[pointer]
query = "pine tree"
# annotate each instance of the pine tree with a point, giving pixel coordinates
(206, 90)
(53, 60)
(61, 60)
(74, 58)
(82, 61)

★ ★ ★ ★ ★ ★ ★

- _Your assignment_: This exercise requires all the entries to be written out again exactly.

- _Exercise solution_:
[pointer]
query = "pine tree"
# annotate each instance of the pine tree with a point, giving pixel coordinates
(206, 90)
(53, 60)
(61, 60)
(74, 58)
(82, 61)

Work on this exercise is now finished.